--- Extrait du texte ---
Alors que certains pays remettent en cause la stratégie de vaccination de masse (1,2) , et que le variant Delta met à mal ces mêmes stratégies à travers le monde (3) , y compris parmi les pays les plus vaccinés (4) , la région Bruxelloise a décidé, dans un consensus politique de tous bords, de mettre en place un « Covid safe ticket » étendu à tous les restaurants, bars et évènements culturels de moyenne ampleur (5) .
Comme en France, il s’agit, selon les mots même de Rudy Vervoort, d’inciter à la vaccination (en limitant les libertés des non vaccinés). Et pour les secteurs concernés, dont les évènements culturels, de transférer de facto la responsabilité du contrôle et de l’exclusion aux acteurs culturels eux-mêmes, donc de rendre ces derniers agents de la répression sanitaire.
Le débat proposé ici dans cet article n’est pas de questionner l’efficacité des vaccins, ni la pertinence ou non de se faire vacciner, ni le choix individuel consistant à faire confiance à une biotochnologie nouvelle (les vaccins classiques sans ARN messagers n’étant pas disponibles en Europe à l’heure actuelle), mais bien de pointer le dilemme auquel vont être demain confrontés les acteurs réputés « alternatifs » et qui véhiculent des valeurs de liberté : organiser des évènements malgré tout, et se rendre dès lors agents d’exécution objectifs des mesures restrictives et ségrégationnistes édictées par le pouvoir en place, ou assumer leurs valeurs et annuler les évènements.
---
À compléter:
[A] Répondez aux questions suivantes sur l'extrait consacré au « Covid safe ticket » bruxellois.
(i) À quels lieux et évènements la région bruxelloise étend-elle le « Covid safe ticket » ?
(ii) Selon Rudy Vervoort, à quoi la mesure vise-t-elle à inciter ?
(iii) Quels vaccins ne sont pas disponibles en Europe à l'heure actuelle ?
[B] Pour chaque affirmation, indiquez si elle concorde avec l'extrait consacré au « Covid safe ticket » bruxellois. Citez les mots de l'extrait qui permettent de trancher.
(i) La mesure bruxelloise a été décidée par un seul camp politique.
(ii) Le débat proposé par l'article porte sur l'efficacité des vaccins.
(iii) Le variant Delta met à mal les stratégies de vaccination jusque dans les pays les plus vaccinés.
[C] Poursuivez l'extrait consacré au « Covid safe ticket » bruxellois à partir de sa dernière phrase.
--- Données fournies ---
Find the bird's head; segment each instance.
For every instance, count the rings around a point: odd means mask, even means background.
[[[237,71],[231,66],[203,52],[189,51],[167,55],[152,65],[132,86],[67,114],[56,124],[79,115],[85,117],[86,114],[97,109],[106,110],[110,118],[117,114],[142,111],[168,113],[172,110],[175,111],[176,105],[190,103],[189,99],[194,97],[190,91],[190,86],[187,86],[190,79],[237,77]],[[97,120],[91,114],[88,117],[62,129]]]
---
Liste des réponses:
[A]
(i) À tous les restaurants, bars et évènements culturels de moyenne ampleur.
(ii) À la vaccination, en limitant les libertés des non vaccinés.
(iii) Les vaccins classiques sans ARN messagers.

[B]
(i) Non : « dans un consensus politique de tous bords »
(ii) Non : « Le débat proposé ici dans cet article n’est pas de questionner l’efficacité des vaccins »
(iii) Oui : « y compris parmi les pays les plus vaccinés »

[C]
On relira en souriant l’énoncé du bien mal nommé "Festival des Libertés" du Théâtre National, qui se propose de débattre des « dispositifs de contrôle, de surveillance, de gouvernance confiée aux statistiques et algorithmes », mais…. seulement entre personnes contrôlées et sélectionnées à l’entrée sur base du fameux Covid safe ticket (6) (ce qui aura au moins le mérite de ne pas occasionner de débats trop enflammés).
Plus critique sera la position de lieux réputés libertaires comme le Magasin 4, et encore plus celles de groupes de la mouvance Anarcho-punk (comme par exemple les René Binamé qui s’y produisent régulièrement), dont on se demande comment l’idéologie véhiculée dans les textes des morceaux (résistance à l’état, à la répression, aux forces de l’ordre, au techno-contrôle, apologie de l’auto-détermination) sera compatible avec l’organisation de concerts qui excluront une partie de son public sur base d’un flicage à l’entrée.
Car ne nous leurrons pas ; au-delà du débat d’aujourd’hui, c’est bien la crédibilité de ces lieux et de ces groupes qui se joue sur le long terme. Si le Bal des Vaccinés a lieu, il s’agira d’une fracture durable pour les milieux militants, que l’on soit vacciné ou non. A méditer.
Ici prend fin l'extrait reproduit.